BEGIN
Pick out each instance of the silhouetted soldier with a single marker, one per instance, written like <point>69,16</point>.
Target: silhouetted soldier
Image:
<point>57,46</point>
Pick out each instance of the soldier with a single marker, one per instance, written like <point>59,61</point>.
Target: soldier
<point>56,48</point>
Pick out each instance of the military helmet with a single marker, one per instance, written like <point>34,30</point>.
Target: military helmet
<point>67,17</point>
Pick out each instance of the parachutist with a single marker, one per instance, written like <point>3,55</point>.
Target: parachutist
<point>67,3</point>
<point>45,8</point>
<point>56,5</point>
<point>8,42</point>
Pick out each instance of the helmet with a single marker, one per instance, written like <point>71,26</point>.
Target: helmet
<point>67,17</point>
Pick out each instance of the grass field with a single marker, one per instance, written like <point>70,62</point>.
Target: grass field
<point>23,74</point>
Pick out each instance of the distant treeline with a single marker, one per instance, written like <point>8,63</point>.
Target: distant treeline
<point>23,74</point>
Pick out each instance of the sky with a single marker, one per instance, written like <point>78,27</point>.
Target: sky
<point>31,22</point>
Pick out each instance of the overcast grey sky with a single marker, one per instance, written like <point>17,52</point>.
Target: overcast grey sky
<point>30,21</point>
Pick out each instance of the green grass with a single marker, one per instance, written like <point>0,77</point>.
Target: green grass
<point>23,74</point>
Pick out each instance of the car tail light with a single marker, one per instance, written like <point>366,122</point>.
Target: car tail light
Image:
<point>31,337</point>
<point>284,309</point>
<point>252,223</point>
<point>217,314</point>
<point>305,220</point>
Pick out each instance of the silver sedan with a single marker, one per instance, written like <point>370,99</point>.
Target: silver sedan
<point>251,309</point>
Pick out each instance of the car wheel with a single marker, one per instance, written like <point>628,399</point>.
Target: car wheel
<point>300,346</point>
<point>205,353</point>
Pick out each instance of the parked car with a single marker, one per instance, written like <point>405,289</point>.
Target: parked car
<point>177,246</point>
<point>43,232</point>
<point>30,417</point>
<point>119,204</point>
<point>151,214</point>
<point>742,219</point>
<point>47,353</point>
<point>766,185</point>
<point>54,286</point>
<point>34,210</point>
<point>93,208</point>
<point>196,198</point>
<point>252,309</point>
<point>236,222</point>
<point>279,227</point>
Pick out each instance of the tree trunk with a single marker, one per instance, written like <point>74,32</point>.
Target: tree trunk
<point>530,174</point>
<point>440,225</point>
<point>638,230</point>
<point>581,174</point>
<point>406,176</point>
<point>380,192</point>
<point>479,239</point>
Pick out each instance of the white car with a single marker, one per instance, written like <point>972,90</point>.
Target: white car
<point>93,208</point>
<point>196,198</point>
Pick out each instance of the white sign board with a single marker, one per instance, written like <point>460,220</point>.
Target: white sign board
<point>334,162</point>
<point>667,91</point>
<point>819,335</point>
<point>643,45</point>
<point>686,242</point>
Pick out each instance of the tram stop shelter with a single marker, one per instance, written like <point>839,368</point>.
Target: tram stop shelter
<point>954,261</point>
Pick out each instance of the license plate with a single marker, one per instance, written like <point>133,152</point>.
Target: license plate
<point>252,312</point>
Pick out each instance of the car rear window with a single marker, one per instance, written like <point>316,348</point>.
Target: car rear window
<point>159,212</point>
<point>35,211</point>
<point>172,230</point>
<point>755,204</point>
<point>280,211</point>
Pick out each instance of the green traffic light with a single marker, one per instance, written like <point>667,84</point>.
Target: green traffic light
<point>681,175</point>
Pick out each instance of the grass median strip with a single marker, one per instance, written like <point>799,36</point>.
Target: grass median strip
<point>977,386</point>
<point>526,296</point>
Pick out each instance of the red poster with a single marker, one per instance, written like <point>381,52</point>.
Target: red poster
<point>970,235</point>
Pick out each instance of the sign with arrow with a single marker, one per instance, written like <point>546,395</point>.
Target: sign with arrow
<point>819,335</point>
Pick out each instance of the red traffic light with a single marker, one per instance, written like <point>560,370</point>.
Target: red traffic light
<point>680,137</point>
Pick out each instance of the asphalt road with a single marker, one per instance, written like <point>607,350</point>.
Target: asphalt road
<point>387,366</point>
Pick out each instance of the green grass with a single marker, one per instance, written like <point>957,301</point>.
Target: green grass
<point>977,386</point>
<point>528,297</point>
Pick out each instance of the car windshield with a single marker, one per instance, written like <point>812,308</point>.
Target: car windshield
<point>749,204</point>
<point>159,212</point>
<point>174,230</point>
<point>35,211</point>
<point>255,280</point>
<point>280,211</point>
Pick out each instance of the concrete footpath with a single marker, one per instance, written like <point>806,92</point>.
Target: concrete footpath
END
*SET EXERCISE*
Rewrite all the lines above as a Markdown table with two columns, "No." for the row number and "Line" for the line itself, and leave out any blank lines.

*EXERCISE OUTPUT*
| No. | Line |
|---|---|
| 1 | Pick out each instance of the silhouetted soldier with a single marker, one per instance, written like <point>69,16</point>. |
| 2 | Target: silhouetted soldier |
| 3 | Image: |
| 4 | <point>57,46</point> |
| 5 | Pick out each instance of the soldier with a single marker, one per instance, written like <point>59,61</point>. |
| 6 | Target: soldier |
| 7 | <point>56,48</point> |
| 8 | Pick out each instance of the military helmet with a single marker, one per instance, written like <point>34,30</point>. |
| 9 | Target: military helmet |
| 10 | <point>67,17</point> |
| 11 | Pick out each instance of the parachutist with a single marker, one per instance, written like <point>3,55</point>. |
| 12 | Target: parachutist |
| 13 | <point>67,3</point> |
| 14 | <point>45,8</point> |
| 15 | <point>56,5</point> |
| 16 | <point>8,42</point> |
| 17 | Pick out each instance of the helmet with a single marker, one per instance, written like <point>71,26</point>. |
| 18 | Target: helmet |
| 19 | <point>67,17</point> |
| 20 | Pick out each instance of the grass field with a single marker, one per instance, written like <point>70,62</point>. |
| 21 | Target: grass field |
| 22 | <point>23,74</point> |
| 23 | Pick out each instance of the distant treeline with a single marker, one per instance, written like <point>8,63</point>. |
| 24 | Target: distant treeline |
| 25 | <point>23,74</point> |
| 26 | Pick out each instance of the sky with a single marker, one per instance, written like <point>78,27</point>. |
| 27 | Target: sky |
| 28 | <point>31,22</point> |
| 29 | Pick out each instance of the overcast grey sky with a single marker, one per instance, written like <point>17,52</point>. |
| 30 | Target: overcast grey sky |
| 31 | <point>30,21</point> |
| 32 | Pick out each instance of the green grass with a single marker, one per instance, written like <point>0,77</point>. |
| 33 | Target: green grass |
| 34 | <point>23,74</point> |
| 35 | Pick out each instance of the car tail light with a single marker, one per instance, written like <point>366,122</point>. |
| 36 | Target: car tail light |
| 37 | Image: |
| 38 | <point>31,337</point> |
| 39 | <point>284,309</point> |
| 40 | <point>252,223</point> |
| 41 | <point>217,314</point> |
| 42 | <point>305,220</point> |
| 43 | Pick out each instance of the silver sedan with a single marker, one per instance, written like <point>370,99</point>. |
| 44 | Target: silver sedan |
| 45 | <point>251,309</point> |
| 46 | Pick out each instance of the car wheel with a single marker, one per instance, written like <point>628,399</point>. |
| 47 | Target: car wheel |
| 48 | <point>300,346</point> |
| 49 | <point>205,353</point> |
| 50 | Pick out each instance of the parked car with a single marker, one per instance, written like <point>405,289</point>. |
| 51 | Target: parked car |
| 52 | <point>177,246</point> |
| 53 | <point>43,232</point> |
| 54 | <point>30,417</point> |
| 55 | <point>119,204</point> |
| 56 | <point>151,214</point> |
| 57 | <point>742,219</point> |
| 58 | <point>47,353</point> |
| 59 | <point>766,185</point> |
| 60 | <point>54,286</point> |
| 61 | <point>34,210</point> |
| 62 | <point>93,208</point> |
| 63 | <point>196,198</point> |
| 64 | <point>252,309</point> |
| 65 | <point>236,222</point> |
| 66 | <point>279,227</point> |
| 67 | Pick out each instance of the tree trunk with a single marker, one per instance, written like <point>74,32</point>. |
| 68 | Target: tree trunk |
| 69 | <point>530,174</point> |
| 70 | <point>440,225</point> |
| 71 | <point>638,230</point> |
| 72 | <point>581,174</point> |
| 73 | <point>406,176</point> |
| 74 | <point>380,192</point> |
| 75 | <point>479,239</point> |
| 76 | Pick out each instance of the white car with a single marker, one per instance, written like <point>972,90</point>. |
| 77 | Target: white car |
| 78 | <point>93,208</point> |
| 79 | <point>196,198</point> |
| 80 | Pick out each instance of the white sign board with a single marker, one per instance, written like <point>460,220</point>. |
| 81 | Target: white sign board |
| 82 | <point>334,162</point> |
| 83 | <point>667,91</point> |
| 84 | <point>819,335</point> |
| 85 | <point>643,45</point> |
| 86 | <point>686,242</point> |
| 87 | Pick out each instance of the tram stop shelter with a single marker, one per instance, written like <point>839,368</point>. |
| 88 | Target: tram stop shelter |
| 89 | <point>954,261</point> |
| 90 | Pick out each instance of the license plate with a single marker, one per instance, written like <point>133,152</point>. |
| 91 | Target: license plate |
| 92 | <point>252,312</point> |
| 93 | Pick out each instance of the car rear window with a single marker, one per instance, written like <point>316,348</point>. |
| 94 | Target: car rear window |
| 95 | <point>159,212</point> |
| 96 | <point>35,211</point> |
| 97 | <point>172,230</point> |
| 98 | <point>755,204</point> |
| 99 | <point>280,211</point> |
| 100 | Pick out each instance of the green traffic light with a single marker, one per instance, written like <point>667,84</point>. |
| 101 | Target: green traffic light |
| 102 | <point>681,175</point> |
| 103 | Pick out each instance of the grass median strip with a single marker, one per instance, written like <point>799,36</point>. |
| 104 | Target: grass median strip |
| 105 | <point>977,386</point> |
| 106 | <point>526,296</point> |
| 107 | Pick out each instance of the red poster with a single marker, one per instance, written like <point>381,52</point>. |
| 108 | Target: red poster |
| 109 | <point>970,235</point> |
| 110 | Pick out each instance of the sign with arrow with a single marker, one per instance, written like <point>546,395</point>. |
| 111 | Target: sign with arrow |
| 112 | <point>819,335</point> |
| 113 | Pick out each instance of the red traffic light with a single marker, one per instance, written like <point>560,370</point>. |
| 114 | Target: red traffic light |
| 115 | <point>680,137</point> |
| 116 | Pick out each instance of the asphalt road with a single marker, one per instance, written like <point>607,350</point>. |
| 117 | Target: asphalt road |
| 118 | <point>387,366</point> |
| 119 | Pick out each instance of the green grass with a single marker, one per instance, written like <point>957,301</point>. |
| 120 | Target: green grass |
| 121 | <point>977,386</point> |
| 122 | <point>528,297</point> |
| 123 | Pick out each instance of the car windshield with a single marker, one per instance, written like <point>812,308</point>. |
| 124 | Target: car windshield |
| 125 | <point>749,204</point> |
| 126 | <point>159,212</point> |
| 127 | <point>174,230</point> |
| 128 | <point>35,211</point> |
| 129 | <point>255,280</point> |
| 130 | <point>280,211</point> |
| 131 | Pick out each instance of the concrete footpath with a single marker, one per instance, written like <point>806,92</point>. |
| 132 | Target: concrete footpath |